Problem statement -
Set every entry down again exactly, omitting none.

Source material -

◇ ◇ ◇ ◇

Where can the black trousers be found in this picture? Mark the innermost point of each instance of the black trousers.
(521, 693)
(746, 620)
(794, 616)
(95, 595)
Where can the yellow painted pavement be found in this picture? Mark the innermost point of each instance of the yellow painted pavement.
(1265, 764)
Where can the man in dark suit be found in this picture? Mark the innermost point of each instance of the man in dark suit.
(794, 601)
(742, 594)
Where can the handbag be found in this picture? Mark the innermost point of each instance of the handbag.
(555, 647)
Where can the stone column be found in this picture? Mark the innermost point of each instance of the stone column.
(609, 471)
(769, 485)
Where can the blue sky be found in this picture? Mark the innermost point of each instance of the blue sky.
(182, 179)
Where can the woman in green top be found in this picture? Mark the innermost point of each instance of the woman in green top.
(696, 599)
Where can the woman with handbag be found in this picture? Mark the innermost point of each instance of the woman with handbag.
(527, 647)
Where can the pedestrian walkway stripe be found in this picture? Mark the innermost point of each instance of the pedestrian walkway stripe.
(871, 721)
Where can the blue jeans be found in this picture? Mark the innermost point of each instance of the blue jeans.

◇ ◇ ◇ ◇

Result for this task -
Where can the black trousers be found in this picture? Mark the innermost point of each instance of the black trousers.
(521, 693)
(746, 620)
(794, 616)
(95, 595)
Where can the yellow painted pavement be found in this picture? Mark the innermost point of each instance of the yellow painted pavement.
(1265, 764)
Where can the man in dark suit be found in this picture? Mark the innermost point of each instance of the man in dark suit.
(794, 601)
(742, 594)
Where can the handbag be found in this picture? Mark the innermost point of each instance of the handbag.
(555, 647)
Where can the stone column be found in this picture? Mark the innermost point of each instance of the stone column.
(609, 471)
(769, 485)
Where can the blue sky be found in this picture? Mark the innermost point of each instance of the blue sky.
(182, 179)
Where can the woman in green top be found in this picture? Mark the innermost point of each instance of the woman in green top.
(696, 599)
Where can the woman with handbag be found in this picture? Mark the innermost point of each instance of the woman with handbag.
(527, 647)
Where can the pedestrian walkway stripe be found in this picture? Mark the innermost point of each instance of the pedestrian walkway stripe.
(871, 721)
Where can the blue jeans be found in this picture? Mark the innermost point of each instance of the blue jeans.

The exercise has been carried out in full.